EXERCISE DATA:
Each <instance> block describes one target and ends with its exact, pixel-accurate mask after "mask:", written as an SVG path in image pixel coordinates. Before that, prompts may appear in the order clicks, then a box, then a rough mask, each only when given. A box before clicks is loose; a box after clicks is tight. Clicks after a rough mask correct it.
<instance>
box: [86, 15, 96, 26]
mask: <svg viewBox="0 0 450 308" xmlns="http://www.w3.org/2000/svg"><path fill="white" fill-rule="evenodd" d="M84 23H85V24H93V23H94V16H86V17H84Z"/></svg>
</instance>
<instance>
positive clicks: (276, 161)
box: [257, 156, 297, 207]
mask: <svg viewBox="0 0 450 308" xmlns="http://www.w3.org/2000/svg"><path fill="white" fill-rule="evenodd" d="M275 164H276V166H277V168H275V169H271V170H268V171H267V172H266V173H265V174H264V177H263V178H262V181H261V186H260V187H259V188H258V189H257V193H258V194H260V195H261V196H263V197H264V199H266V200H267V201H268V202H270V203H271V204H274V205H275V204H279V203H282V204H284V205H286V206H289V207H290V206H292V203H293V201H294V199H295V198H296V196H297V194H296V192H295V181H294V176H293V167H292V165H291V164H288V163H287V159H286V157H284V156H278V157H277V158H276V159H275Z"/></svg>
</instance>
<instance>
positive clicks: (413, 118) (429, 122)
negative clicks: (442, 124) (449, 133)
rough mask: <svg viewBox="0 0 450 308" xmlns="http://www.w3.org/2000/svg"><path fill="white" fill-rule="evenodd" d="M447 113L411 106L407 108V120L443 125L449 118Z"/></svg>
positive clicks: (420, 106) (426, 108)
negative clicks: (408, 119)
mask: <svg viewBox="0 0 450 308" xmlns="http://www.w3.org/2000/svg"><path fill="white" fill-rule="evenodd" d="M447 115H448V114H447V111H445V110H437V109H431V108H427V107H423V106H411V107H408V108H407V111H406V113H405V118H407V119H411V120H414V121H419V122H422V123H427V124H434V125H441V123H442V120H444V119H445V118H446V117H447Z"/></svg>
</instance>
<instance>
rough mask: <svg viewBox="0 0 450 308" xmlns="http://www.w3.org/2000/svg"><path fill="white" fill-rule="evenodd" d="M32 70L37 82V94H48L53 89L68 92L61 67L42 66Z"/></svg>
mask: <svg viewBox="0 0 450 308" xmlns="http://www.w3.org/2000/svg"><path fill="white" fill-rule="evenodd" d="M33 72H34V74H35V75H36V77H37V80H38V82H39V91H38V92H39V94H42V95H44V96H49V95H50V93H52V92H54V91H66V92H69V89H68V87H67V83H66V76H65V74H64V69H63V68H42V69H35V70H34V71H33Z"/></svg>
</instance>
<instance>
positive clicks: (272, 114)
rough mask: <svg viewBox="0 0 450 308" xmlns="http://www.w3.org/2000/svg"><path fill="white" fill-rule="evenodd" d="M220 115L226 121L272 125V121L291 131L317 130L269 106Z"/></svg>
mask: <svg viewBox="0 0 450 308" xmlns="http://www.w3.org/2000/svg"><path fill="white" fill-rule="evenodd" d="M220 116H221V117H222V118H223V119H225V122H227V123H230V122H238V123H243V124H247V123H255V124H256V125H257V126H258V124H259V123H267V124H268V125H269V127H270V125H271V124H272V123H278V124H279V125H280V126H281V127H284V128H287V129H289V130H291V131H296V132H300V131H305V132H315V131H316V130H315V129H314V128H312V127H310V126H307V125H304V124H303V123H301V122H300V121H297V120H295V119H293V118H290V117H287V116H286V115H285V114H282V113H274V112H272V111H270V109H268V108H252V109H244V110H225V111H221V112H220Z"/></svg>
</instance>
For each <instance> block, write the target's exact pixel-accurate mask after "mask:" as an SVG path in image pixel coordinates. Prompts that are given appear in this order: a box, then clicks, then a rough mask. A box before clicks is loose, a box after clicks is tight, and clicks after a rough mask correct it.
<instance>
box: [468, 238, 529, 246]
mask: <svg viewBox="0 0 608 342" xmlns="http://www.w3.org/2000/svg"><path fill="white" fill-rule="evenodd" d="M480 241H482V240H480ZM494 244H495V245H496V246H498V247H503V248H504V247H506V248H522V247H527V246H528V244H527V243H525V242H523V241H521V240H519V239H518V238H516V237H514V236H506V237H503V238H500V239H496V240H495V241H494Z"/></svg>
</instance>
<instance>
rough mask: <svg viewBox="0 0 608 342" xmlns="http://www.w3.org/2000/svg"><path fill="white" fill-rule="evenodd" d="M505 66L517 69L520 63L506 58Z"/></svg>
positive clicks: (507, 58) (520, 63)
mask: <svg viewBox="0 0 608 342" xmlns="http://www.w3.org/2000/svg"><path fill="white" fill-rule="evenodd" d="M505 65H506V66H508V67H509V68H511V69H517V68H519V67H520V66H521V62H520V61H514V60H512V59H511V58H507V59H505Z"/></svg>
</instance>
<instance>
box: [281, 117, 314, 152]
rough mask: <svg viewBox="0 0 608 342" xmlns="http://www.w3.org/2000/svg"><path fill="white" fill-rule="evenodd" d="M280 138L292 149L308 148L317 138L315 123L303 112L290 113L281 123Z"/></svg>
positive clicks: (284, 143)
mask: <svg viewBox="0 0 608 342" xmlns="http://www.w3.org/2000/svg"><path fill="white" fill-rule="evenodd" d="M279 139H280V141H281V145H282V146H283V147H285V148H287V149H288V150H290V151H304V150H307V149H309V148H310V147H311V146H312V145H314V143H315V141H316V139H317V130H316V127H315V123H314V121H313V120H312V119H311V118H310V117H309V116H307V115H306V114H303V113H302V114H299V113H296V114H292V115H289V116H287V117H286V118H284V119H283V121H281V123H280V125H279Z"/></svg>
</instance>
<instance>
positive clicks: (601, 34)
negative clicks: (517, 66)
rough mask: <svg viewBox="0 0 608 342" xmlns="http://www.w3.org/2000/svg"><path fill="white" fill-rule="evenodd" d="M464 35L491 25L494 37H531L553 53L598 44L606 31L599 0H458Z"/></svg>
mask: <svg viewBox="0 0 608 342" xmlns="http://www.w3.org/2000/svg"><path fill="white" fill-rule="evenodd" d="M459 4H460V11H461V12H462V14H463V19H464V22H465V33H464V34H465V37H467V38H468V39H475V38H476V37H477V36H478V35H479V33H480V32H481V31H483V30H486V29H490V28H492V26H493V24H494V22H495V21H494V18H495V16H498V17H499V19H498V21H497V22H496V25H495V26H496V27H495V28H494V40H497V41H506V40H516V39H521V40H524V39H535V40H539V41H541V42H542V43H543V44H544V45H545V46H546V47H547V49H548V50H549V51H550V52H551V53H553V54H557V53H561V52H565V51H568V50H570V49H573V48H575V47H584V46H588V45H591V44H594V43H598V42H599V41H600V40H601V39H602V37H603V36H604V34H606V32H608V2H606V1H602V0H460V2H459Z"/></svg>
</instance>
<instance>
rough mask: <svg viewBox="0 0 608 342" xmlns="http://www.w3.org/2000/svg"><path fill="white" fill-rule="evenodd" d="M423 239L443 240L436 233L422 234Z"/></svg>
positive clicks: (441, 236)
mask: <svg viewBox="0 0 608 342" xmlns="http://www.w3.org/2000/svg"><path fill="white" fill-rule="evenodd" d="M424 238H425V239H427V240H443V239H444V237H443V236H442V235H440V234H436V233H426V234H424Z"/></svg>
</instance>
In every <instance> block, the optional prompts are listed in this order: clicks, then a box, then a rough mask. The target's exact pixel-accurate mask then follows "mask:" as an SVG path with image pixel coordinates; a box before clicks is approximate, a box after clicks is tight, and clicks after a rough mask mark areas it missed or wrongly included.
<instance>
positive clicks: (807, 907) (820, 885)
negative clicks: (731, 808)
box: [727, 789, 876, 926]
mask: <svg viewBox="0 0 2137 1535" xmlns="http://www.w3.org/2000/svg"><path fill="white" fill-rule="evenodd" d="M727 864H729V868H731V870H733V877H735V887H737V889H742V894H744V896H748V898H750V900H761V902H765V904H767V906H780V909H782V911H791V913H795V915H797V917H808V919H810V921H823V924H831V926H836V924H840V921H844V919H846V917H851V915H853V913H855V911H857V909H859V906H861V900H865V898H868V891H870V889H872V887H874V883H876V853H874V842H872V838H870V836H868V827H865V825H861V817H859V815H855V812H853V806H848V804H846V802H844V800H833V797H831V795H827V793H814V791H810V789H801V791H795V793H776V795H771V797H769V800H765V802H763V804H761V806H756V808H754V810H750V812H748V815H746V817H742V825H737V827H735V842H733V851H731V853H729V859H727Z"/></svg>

REQUIREMENT:
Render the stretch from the start of the rows through the line containing "box: [86, 15, 96, 26]" as a numbered list, leaving out any blank lines.

EXERCISE RESPONSE:
1. Each <instance> block describes one target and ends with its exact, pixel-accurate mask after "mask:", written as an SVG path in image pixel coordinates. Before that, prompts may appear in the order clicks, then a box, then a rough mask, each only when given. A box before clicks is loose; a box after clicks is tight. Clicks after a rough mask correct it.
2. <instance>
3. box: [86, 15, 96, 26]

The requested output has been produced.